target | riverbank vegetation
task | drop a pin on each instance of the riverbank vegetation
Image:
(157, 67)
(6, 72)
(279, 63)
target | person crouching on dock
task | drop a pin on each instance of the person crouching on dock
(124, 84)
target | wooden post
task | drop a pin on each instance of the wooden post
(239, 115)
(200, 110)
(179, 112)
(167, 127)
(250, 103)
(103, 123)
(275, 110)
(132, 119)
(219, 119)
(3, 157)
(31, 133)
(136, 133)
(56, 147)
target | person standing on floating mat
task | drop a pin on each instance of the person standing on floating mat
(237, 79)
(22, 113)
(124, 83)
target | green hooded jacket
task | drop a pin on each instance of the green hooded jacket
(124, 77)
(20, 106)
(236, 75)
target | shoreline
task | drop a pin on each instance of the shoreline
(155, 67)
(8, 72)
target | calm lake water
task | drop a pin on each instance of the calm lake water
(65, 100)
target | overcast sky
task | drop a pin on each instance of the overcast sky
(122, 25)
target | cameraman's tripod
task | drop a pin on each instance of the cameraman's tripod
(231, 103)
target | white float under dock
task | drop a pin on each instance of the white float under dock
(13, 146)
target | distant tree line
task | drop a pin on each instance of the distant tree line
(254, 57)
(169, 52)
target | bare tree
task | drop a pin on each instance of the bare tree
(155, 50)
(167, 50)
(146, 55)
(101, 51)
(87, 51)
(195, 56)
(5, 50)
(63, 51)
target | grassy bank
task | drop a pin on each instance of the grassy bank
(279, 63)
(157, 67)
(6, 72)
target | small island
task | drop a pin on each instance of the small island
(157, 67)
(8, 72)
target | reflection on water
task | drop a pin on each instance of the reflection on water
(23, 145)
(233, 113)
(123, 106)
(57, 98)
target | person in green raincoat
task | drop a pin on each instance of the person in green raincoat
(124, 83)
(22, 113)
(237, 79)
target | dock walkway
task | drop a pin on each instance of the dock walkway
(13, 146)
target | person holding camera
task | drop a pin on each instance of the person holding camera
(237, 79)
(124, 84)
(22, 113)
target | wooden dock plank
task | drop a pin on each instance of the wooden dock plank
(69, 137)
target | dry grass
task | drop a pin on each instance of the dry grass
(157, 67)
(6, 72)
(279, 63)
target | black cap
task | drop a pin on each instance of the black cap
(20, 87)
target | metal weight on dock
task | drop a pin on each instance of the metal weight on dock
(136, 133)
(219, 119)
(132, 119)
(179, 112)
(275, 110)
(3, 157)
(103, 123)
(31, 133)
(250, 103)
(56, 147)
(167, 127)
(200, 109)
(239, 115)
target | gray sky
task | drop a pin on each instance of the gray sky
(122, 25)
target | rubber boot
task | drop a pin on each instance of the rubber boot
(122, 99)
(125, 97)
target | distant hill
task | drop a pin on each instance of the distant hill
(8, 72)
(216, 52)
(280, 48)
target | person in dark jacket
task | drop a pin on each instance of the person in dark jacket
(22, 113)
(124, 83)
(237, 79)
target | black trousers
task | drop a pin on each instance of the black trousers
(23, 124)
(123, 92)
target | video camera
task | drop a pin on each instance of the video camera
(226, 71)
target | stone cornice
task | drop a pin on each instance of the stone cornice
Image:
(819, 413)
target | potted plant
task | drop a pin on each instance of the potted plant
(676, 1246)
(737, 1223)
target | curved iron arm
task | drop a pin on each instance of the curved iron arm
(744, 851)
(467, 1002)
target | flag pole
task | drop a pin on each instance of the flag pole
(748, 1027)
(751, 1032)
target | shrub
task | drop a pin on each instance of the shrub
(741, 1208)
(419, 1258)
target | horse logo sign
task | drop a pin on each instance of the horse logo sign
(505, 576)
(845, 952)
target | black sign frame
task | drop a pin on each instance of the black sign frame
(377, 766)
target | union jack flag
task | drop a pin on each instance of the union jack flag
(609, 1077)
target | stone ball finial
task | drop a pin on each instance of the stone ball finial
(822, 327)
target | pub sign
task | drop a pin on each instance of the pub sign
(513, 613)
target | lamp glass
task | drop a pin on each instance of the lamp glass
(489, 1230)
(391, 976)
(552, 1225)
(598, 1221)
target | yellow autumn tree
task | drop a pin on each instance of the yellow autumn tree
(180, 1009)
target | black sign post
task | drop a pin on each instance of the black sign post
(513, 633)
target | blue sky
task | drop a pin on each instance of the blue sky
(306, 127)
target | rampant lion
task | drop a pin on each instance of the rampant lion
++++++++++++++++++++
• **What you have to do**
All of the lines above need to be given again exactly.

• **Task answer**
target | riverbank vegetation
task | drop a pin on each instance of the riverbank vegetation
Image:
(157, 67)
(6, 72)
(279, 63)
target | person crouching on dock
task | drop a pin on each instance of the person crouching on dock
(124, 84)
target | wooden post
task | drop a pin on each instance of the wooden post
(239, 115)
(200, 110)
(179, 112)
(167, 127)
(250, 103)
(103, 123)
(275, 110)
(132, 119)
(219, 119)
(3, 157)
(31, 133)
(136, 133)
(56, 147)
target | person standing on floating mat
task | drop a pin on each instance of the person standing on floating mat
(237, 79)
(22, 113)
(124, 83)
target | green hooded jacket
task | drop a pin on each instance of the green hooded jacket
(124, 77)
(20, 106)
(236, 75)
target | shoreline
task | drop a pin on each instance of the shoreline
(155, 67)
(8, 72)
target | calm lake water
task | drop a pin on each instance of the calm lake water
(65, 100)
target | overcast sky
task | drop a pin on each instance of the overcast sky
(122, 25)
target | cameraman's tripod
task | drop a pin on each instance of the cameraman's tripod
(231, 103)
target | white float under dock
task | drop a pin on each instance of the white float under dock
(13, 146)
target | distant tree line
task | drop a pin on each instance of the distant tree line
(254, 57)
(169, 52)
target | bare tree
task | drop a pin on each instance of the bare tree
(155, 50)
(167, 50)
(146, 55)
(101, 51)
(87, 51)
(195, 56)
(5, 50)
(63, 51)
target | grassy bank
task | drop a pin on each instance of the grassy bank
(279, 63)
(157, 67)
(6, 72)
target | small island
task | drop a pin on each instance of the small island
(157, 67)
(8, 72)
target | reflection on water
task | drop a pin on each instance of the reflection on water
(23, 145)
(233, 113)
(123, 106)
(57, 98)
target | person in green raincoat
task | drop a pin on each instance of the person in green raincoat
(124, 83)
(22, 113)
(237, 79)
target | dock walkway
task | drop a pin on each instance of the dock walkway
(13, 146)
target | person holding camera
task | drop a pin on each instance of the person holding camera
(237, 79)
(124, 84)
(22, 113)
target | wooden dock plank
task | drop a pin on each instance of the wooden dock plank
(69, 137)
target | dry grass
task | drop a pin on each instance of the dry grass
(157, 67)
(6, 72)
(279, 63)
target | black cap
task | drop a pin on each instance of the black cap
(20, 87)
target | metal weight on dock
task | drop a pin on each instance of the metal weight on dock
(136, 133)
(219, 119)
(132, 119)
(179, 112)
(275, 110)
(3, 157)
(103, 123)
(31, 133)
(250, 103)
(56, 147)
(167, 127)
(200, 109)
(239, 115)
target | gray sky
task | drop a pin on each instance of the gray sky
(122, 25)
target | rubber boot
task | drop a pin on each instance of the rubber boot
(122, 99)
(125, 97)
target | distant hill
task | drop a pin on each instance of the distant hill
(8, 72)
(216, 52)
(280, 48)
target | person in dark jacket
task | drop a pin on each instance of the person in dark jacket
(22, 113)
(124, 83)
(237, 79)
target | black trousers
task | drop a pin on each instance of the black trousers
(23, 124)
(123, 92)
target | video camera
task | drop a pin on each instance of the video camera
(226, 71)
target | stone cornice
task | drop a pin on each instance of the stone cornice
Image:
(819, 413)
target | potted plant
task | drop a pin on each instance of the potted plant
(676, 1246)
(737, 1223)
target | curved iron arm
task | drop a pin on each instance of the curved iron arm
(744, 851)
(467, 1002)
target | flag pole
task | drop a pin on each instance of the flag pole
(748, 1027)
(751, 1032)
target | shrub
task | drop a pin on each instance of the shrub
(741, 1208)
(419, 1258)
target | horse logo sign
task | drop a pin on each instance of the horse logo sign
(505, 576)
(845, 952)
target | black sign frame
task | drop a pin on each instance of the black sign frame
(377, 766)
target | union jack flag
task | drop a pin on each instance of the union jack flag
(609, 1077)
target | stone ball finial
task | drop a pin on each instance of the stone ball finial
(822, 327)
target | pub sign
task | drop a pin on each instance of the pub sign
(513, 613)
target | lamp glass
task | drop a pin on each instance of the lamp glass
(489, 1230)
(391, 976)
(552, 1225)
(598, 1221)
target | yellow autumn tree
task | drop a pin on each instance of the yellow autumn tree
(180, 1009)
target | black sign post
task | drop a pin on each instance of the black sign post
(513, 633)
target | blue sky
task | drop a pin on each instance of the blue sky
(306, 127)
target | rampant lion
task | drop a pin on each instance of the rampant lion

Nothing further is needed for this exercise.